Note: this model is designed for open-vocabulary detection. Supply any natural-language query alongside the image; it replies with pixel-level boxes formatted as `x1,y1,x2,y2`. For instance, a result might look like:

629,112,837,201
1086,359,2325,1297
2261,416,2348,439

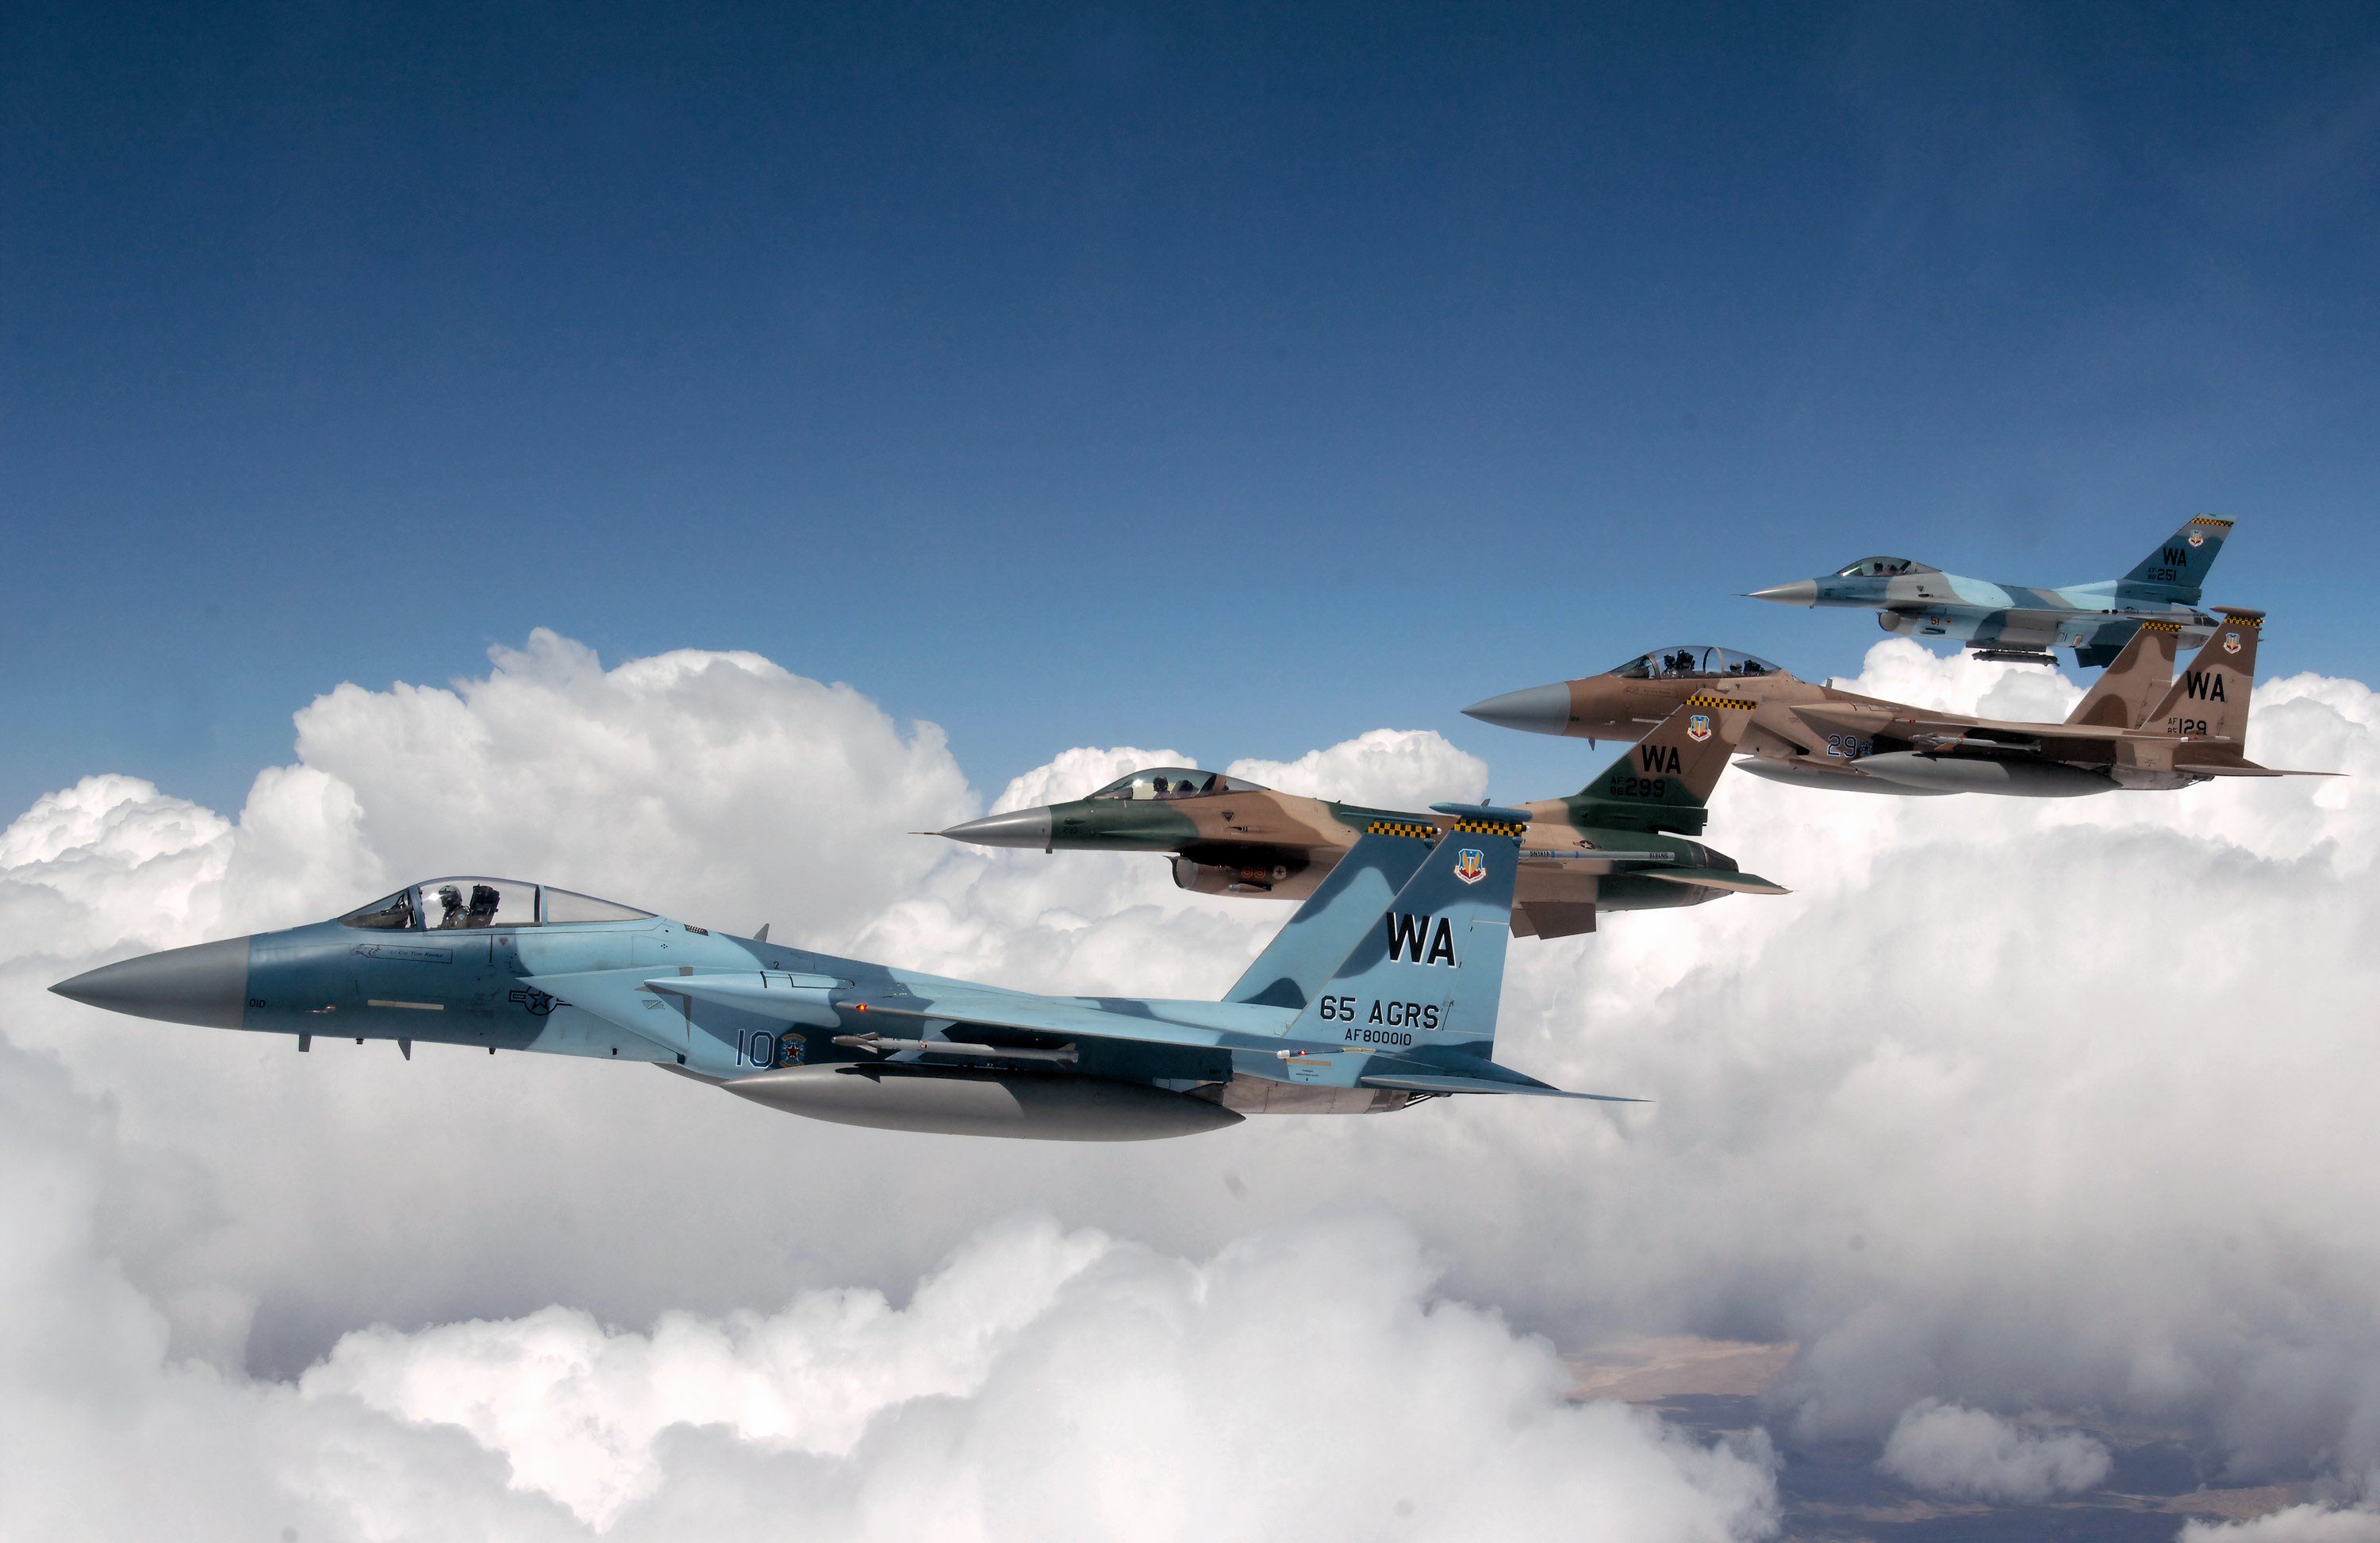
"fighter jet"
1747,515,2233,666
50,808,1635,1142
939,697,1786,939
1465,612,2322,796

◆ EXERCISE OBJECTIVE ◆
Strip out the pictures and quote the remaining data word for word.

◆ EXERCISE SOLUTION ◆
Note: this model is designed for open-vocabulary detection. Supply any natural-language query alongside the image; it replies with pixel-level boxes formatted as `x1,y1,x2,y2`. For instance, a result might look like:

629,112,837,201
1086,359,2325,1297
2261,416,2348,439

"fighter jet"
1747,515,2233,666
50,808,1635,1142
939,697,1786,939
1465,612,2322,796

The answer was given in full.